(Excerpt to read Opens)

NIH. US: Over more than a century, researchers have succeeded in developing
vaccines to prevent polio, smallpox, cervical cancer, and many other
viral diseases. For three decades now, they have tried to design an
effective vaccine for the human immunodeficiency virus (HIV) that causes
AIDS. Despite plenty of hard work, lots of great science, and some
promising advances along the way, an effective traditional vaccine still
remains elusive. That has encouraged consideration of alternative
approaches to block HIV infection.
Now in the journal Nature [1], an NIH-funded team reports
promising early results with one of these interesting alternatives. The
team hypothesized that producing a protein that binds to HIV and
prevents it from entering cells might provide protection. So they
designed such a protein, and, using an animal model, introduced multiple
copies of a gene that makes this protein. In a small study of non-human
primates, this gene-therapy approach blocked HIV infection, even when
the animals were exposed repeatedly to large doses of the virus.
Traditional vaccines work by acquainting
the immune system with a non-infectious piece of a virus or a
deactivated version of the entire thing. This forced introduction primes
our immune systems to recognize live virus later, should an infection
ever occur, and to knock out the invaders with proteins called
antibodies.

(Excerpt to read Closes)

» **Requirement 1**: Can you copy the passage on HIV vaccine research word for word, from "NIH. US: Over" to "block HIV infection."?
» **Requirement 2**: Which diseases does the passage on HIV vaccine research name as ones that researchers have developed vaccines to prevent?

(Extracted records Opens)

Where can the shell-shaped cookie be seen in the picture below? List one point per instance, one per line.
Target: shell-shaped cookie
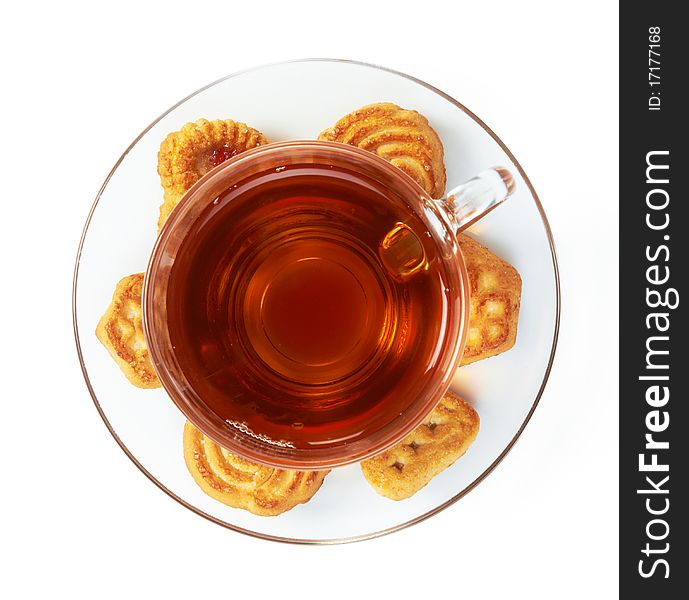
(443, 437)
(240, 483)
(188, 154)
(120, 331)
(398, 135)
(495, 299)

(Extracted records Closes)
(Extracted records Opens)

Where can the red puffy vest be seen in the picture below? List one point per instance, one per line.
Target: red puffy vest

(Extracted records Closes)

» **Output 1**:
NIH. US: Over more than a century, researchers have succeeded in developing
vaccines to prevent polio, smallpox, cervical cancer, and many other
viral diseases. For three decades now, they have tried to design an
effective vaccine for the human immunodeficiency virus (HIV) that causes
AIDS. Despite plenty of hard work, lots of great science, and some
promising advances along the way, an effective traditional vaccine still
remains elusive. That has encouraged consideration of alternative
approaches to block HIV infection.

» **Output 2**: Polio, smallpox, and cervical cancer.